Start of Input material
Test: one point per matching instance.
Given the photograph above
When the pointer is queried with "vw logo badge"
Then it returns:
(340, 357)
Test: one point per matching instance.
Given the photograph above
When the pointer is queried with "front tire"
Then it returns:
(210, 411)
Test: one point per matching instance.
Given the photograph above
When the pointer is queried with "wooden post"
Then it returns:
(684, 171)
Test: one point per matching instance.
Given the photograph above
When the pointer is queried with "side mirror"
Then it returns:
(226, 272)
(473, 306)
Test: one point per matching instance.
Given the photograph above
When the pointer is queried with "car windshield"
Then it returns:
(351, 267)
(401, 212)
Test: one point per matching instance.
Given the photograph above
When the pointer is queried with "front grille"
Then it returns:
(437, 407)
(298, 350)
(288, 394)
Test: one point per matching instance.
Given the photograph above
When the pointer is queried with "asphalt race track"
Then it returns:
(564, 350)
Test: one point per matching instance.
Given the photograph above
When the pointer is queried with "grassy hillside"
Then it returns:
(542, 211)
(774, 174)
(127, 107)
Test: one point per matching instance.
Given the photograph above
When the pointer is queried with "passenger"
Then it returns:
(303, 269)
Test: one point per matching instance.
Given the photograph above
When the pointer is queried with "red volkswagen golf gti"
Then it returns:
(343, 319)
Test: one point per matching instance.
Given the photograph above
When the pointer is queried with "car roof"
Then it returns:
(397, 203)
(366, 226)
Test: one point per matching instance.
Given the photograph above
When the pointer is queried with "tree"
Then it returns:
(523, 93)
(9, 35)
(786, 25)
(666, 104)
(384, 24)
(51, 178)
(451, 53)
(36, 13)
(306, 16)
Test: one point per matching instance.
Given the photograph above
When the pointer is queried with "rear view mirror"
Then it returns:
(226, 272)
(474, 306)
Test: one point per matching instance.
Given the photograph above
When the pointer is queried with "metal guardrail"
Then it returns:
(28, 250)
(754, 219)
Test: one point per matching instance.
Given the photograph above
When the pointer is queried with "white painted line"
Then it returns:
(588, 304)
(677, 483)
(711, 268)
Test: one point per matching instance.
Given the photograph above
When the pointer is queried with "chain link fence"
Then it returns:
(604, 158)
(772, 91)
End of Input material
__Exercise objective__: Repeat the listing above without any change.

__Result of the task__:
Test: one point per matching instance.
Given the photograph above
When the pointer is queried with "vw logo badge"
Then it returns:
(340, 357)
Test: one point per matching instance.
Given the photograph above
When the pointer is queried with "front tire"
Then it returns:
(210, 411)
Test: one point per matching instance.
Given the photograph above
When the pointer is queried with "wooden post"
Then it returns:
(684, 171)
Test: one point per matching instance.
Given the photograph above
When the pointer is queried with "side mirror"
Then it returns:
(226, 272)
(473, 306)
Test: one point per matching instance.
Given the photograph above
When the pointer is queried with "car windshield"
Then it returns:
(351, 267)
(401, 212)
Test: one point per matching instance.
Given the photograph above
When the pointer is queried with "front grille"
Then it returns:
(437, 407)
(298, 350)
(288, 394)
Test: one point per matching instance.
Given the photograph above
When the pointer is queried with "asphalt race track"
Then it returns:
(564, 350)
Test: one point per matching instance.
Given the photograph above
When the pointer is queried with "grassy hillside"
Then it returns:
(542, 211)
(774, 174)
(127, 107)
Test: one point per matching instance.
Given the photograph above
When the pointer is queried with "passenger"
Then it returns:
(303, 269)
Test: one point per matching instance.
Given the photograph above
When the pointer is queried with "red volkswagen golf gti"
Then it returns:
(343, 319)
Test: one point per matching instance.
Given the photograph above
When the pointer is queried with "car roof"
Then it returns:
(397, 203)
(366, 226)
Test: one point per matching instance.
Given the photograph above
When the pointer is queried with "tree"
Then it returns:
(523, 93)
(9, 35)
(786, 25)
(666, 104)
(384, 24)
(51, 178)
(451, 53)
(36, 13)
(306, 16)
Test: one point per matching instance.
Given the photograph above
When the pointer is queried with "rear view mirror"
Then it returns:
(226, 272)
(474, 306)
Test: one point per matching instance.
Given the photograph above
When the pointer is queried with "metal guardrail"
Then it returns:
(28, 250)
(754, 219)
Test: one point per matching instance.
Given the photograph above
When the pointer is queried with "white painted line"
Then it returns:
(588, 304)
(677, 483)
(711, 268)
Test: one point per matching instance.
Given the photograph above
When the pointer is queried with "chain link fence"
Then it returns:
(604, 158)
(772, 91)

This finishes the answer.